Missione Thailandia: la profezia diventa realtà
Rientrato dal viaggio in Thailandia, il vescovo Antonio offre alla chiesa di Padova e del Triveneto la sua riflessione sulla realtà che lo Spirito ha ispirato dopo Aquileia I e che oggi rappresenta un dono della Provvidenza nel continente che costituisce il futuro per l'annuncio del vangelo.
È un bilancio più che positivo quello che traccia il vescovo Antonio di rientro dalla missione in Thailandia che le diocesi del Triveneto hanno creato nel 1997. Tra gli elementi su cui mons. Mattiazzo mette l’accento c’è il ruolo dei sacerdoti fidei donum, sei quelli che attualmente prestano servizio in loco: la loro presenza è fondamentale, in un contesto in cui operano per lo più le congregazioni, per instaurare il senso della diocesanità nel clero locale. La loro azione concretizza l’«ottima collaborazione» tra chiese locali di Padova e Chiang Mai, che però spesso si estende anche alla capitale, per esempio con il corso intensivo di bioetica che don Renzo Pegoraro ha tenuto recentemente al seminario nazionale di Bangkok.Ma prima di queste considerazioni puntuali c’è un respiro di fondo che si evince dalle parole del vescovo: il valore della collaborazione di tutte le 15 diocesi della nostra regione conciliare che continua a rendere attuale lo spirito di Aquileia. Da qui l’ispirazione profetica di impegnarsi con una missione nell’Asia, il continente che già papa Giovanni Paolo II aveva indicato negli anni Novanta come il continente del futuro della chiesa. Oggi si può dire che la profezia è diventata realtà.
──────
## Richieste
a. Elenca, nell'ordine in cui compaiono, tutti i nomi di paesi, regioni, città e continenti citati nel brano sulla missione in Thailandia, escluso il titolo.
b. Ricopia dal brano sulla missione in Thailandia la parte compresa tra "Missione Thailandia: la" e "l'annuncio del vangelo.", estremi inclusi.
I record riportati qui provengono da una fonte diversa dal brano.

## Dati forniti
──────
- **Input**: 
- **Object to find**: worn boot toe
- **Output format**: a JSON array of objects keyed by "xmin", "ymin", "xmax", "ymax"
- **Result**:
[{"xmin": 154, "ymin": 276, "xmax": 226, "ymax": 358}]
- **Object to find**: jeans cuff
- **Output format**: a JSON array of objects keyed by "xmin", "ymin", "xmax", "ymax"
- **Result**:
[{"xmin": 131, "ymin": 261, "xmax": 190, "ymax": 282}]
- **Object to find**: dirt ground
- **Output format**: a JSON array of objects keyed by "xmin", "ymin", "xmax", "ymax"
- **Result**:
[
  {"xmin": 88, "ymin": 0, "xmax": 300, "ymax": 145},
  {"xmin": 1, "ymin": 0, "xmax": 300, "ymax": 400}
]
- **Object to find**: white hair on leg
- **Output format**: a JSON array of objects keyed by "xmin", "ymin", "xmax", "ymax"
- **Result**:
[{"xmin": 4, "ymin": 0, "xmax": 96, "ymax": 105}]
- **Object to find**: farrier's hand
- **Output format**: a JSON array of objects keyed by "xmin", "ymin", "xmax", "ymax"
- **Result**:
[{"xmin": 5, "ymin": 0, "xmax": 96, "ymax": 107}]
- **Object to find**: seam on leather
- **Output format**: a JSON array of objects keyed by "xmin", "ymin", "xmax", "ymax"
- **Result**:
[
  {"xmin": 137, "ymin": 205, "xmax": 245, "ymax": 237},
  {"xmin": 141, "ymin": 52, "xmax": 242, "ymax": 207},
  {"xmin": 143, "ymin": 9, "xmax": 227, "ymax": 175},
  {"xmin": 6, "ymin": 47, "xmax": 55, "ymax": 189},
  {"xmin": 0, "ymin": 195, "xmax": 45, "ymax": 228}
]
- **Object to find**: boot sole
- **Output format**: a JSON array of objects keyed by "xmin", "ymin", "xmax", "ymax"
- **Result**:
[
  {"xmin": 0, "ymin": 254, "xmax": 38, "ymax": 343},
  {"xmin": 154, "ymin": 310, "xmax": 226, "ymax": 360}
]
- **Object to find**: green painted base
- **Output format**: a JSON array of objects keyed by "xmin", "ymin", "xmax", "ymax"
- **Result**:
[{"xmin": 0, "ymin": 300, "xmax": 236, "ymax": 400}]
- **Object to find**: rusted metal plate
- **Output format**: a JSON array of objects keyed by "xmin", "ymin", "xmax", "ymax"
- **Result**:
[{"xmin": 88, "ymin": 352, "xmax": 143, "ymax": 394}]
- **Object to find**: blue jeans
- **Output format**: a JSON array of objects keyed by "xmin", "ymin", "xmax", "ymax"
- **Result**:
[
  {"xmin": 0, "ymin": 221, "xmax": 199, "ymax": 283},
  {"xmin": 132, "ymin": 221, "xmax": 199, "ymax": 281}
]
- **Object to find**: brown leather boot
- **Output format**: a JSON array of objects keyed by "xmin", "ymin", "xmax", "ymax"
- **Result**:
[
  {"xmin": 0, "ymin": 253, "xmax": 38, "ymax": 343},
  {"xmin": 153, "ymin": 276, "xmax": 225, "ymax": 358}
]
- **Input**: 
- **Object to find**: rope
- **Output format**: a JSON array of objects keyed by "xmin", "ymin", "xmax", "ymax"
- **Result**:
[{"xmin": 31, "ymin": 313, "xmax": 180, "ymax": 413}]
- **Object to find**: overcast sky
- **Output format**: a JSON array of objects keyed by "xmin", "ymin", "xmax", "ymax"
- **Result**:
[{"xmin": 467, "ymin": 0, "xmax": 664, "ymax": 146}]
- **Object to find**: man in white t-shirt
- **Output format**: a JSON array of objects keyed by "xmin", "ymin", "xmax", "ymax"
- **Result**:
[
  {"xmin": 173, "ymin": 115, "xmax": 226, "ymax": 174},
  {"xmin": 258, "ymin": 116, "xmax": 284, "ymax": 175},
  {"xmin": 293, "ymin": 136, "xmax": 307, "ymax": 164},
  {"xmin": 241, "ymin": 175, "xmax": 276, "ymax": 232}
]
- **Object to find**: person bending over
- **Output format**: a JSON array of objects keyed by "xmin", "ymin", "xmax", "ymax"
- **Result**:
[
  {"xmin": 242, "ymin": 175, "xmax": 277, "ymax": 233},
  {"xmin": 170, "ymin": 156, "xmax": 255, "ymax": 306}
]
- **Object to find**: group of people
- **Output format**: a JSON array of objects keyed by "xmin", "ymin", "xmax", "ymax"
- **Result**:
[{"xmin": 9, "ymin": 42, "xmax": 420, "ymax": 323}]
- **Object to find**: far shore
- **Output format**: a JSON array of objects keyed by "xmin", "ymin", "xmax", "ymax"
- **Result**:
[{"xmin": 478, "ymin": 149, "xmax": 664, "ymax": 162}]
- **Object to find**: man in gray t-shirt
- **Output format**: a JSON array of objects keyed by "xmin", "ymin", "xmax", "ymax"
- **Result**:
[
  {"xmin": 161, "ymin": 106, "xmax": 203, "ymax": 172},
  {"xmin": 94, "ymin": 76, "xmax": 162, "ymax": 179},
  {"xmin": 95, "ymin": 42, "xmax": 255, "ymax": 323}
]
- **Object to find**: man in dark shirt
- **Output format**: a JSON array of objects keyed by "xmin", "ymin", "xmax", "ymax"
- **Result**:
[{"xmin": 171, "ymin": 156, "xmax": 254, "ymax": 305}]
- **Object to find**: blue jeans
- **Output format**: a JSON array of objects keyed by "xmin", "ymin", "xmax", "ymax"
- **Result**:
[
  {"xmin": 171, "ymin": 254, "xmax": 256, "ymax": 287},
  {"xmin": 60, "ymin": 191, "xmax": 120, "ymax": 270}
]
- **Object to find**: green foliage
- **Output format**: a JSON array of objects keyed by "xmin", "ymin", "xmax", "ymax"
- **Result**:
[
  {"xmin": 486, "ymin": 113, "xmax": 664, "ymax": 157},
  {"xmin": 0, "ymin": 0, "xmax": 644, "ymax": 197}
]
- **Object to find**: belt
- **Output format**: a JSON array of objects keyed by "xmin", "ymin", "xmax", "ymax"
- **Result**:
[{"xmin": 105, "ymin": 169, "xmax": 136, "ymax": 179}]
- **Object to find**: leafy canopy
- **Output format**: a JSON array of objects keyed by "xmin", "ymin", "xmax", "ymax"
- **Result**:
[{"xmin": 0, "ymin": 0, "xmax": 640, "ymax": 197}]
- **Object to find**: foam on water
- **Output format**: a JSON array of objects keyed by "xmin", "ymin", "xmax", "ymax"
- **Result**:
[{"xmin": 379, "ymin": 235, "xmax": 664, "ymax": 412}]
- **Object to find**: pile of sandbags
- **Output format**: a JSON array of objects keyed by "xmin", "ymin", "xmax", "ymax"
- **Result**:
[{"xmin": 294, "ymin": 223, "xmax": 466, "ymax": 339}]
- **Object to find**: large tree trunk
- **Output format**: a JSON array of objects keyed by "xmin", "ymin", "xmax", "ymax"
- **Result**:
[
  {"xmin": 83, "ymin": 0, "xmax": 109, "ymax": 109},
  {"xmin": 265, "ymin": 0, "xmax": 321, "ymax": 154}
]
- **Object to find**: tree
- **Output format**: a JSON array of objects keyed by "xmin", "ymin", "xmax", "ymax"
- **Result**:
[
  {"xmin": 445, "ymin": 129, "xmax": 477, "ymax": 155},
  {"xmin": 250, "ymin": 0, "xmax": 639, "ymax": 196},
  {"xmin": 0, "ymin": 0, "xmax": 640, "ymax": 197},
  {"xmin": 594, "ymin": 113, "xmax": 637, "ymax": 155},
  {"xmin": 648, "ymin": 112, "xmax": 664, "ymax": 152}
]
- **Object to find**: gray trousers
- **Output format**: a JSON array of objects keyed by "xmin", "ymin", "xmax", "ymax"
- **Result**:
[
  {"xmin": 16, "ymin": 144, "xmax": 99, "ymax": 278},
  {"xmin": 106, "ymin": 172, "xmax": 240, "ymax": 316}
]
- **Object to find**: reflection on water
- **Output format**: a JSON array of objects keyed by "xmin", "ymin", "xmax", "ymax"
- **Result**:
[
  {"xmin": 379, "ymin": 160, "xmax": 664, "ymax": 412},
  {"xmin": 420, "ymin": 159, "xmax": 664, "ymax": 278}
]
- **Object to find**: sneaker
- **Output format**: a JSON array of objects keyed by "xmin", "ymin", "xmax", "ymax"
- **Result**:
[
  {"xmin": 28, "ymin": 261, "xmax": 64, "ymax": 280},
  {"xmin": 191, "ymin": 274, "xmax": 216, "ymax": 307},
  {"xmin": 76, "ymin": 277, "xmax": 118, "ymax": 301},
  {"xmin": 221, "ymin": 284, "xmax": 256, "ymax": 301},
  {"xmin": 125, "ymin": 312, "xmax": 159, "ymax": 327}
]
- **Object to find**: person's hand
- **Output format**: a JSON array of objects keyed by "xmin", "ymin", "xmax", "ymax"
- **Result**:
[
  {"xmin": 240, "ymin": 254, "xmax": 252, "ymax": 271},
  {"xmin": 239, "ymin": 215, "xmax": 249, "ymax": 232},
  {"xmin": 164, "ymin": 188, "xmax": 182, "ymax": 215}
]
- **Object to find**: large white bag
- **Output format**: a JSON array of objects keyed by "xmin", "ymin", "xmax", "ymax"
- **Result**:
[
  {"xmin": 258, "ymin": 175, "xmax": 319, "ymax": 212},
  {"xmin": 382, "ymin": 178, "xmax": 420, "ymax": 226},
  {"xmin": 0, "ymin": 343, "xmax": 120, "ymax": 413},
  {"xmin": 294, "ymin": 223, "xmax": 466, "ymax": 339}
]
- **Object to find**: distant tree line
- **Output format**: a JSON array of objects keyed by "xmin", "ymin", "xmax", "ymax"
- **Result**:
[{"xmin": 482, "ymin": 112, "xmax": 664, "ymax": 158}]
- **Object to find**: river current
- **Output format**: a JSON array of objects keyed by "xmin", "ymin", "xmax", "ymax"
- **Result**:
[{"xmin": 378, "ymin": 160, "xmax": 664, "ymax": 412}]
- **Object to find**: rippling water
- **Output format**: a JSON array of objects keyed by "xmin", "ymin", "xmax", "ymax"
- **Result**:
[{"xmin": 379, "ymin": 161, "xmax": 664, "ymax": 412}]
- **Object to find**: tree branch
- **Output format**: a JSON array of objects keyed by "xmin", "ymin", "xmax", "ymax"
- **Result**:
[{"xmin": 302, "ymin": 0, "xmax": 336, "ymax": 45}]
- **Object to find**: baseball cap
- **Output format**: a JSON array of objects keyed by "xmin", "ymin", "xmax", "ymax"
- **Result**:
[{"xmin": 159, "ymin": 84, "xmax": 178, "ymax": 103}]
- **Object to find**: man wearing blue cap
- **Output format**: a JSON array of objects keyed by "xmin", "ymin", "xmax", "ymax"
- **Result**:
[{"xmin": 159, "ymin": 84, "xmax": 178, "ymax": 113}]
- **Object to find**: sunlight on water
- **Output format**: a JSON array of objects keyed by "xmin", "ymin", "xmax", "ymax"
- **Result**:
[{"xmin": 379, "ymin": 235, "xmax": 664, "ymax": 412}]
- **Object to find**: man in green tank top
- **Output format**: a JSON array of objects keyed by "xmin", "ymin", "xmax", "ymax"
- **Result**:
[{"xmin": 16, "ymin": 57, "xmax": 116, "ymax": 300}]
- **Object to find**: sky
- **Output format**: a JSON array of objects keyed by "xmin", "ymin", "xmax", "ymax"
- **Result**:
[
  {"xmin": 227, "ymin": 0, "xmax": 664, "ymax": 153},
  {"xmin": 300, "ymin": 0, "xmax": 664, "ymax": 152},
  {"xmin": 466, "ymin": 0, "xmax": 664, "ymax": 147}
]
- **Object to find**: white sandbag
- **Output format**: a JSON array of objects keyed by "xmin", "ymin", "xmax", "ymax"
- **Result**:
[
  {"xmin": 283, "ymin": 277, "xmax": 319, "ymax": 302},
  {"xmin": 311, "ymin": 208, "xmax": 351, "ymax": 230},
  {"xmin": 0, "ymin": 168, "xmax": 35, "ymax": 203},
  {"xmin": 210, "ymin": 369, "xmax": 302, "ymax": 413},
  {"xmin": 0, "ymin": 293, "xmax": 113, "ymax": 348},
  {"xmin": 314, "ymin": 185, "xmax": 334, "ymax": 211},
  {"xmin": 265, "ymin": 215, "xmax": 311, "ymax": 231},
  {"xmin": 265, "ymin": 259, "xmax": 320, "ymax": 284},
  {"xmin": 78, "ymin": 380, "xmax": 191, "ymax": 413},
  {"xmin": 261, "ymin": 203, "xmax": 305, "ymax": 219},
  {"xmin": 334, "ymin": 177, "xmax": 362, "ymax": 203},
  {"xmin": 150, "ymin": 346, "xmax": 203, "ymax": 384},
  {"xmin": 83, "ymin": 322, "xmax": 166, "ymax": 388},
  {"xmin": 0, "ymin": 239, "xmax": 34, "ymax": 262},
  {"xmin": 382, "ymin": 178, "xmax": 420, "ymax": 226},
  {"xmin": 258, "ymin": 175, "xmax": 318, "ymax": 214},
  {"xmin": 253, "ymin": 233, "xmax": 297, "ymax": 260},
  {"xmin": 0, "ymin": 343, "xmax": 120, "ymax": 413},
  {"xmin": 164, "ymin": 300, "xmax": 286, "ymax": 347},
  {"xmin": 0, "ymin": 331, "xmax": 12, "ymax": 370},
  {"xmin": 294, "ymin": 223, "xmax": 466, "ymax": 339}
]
──────
## I risultati
a. Thailandia, Padova, Triveneto, Aquileia, Chiang Mai, Bangkok, Asia

b.
Missione Thailandia: la profezia diventa realtà
Rientrato dal viaggio in Thailandia, il vescovo Antonio offre alla chiesa di Padova e del Triveneto la sua riflessione sulla realtà che lo Spirito ha ispirato dopo Aquileia I e che oggi rappresenta un dono della Provvidenza nel continente che costituisce il futuro per l'annuncio del vangelo.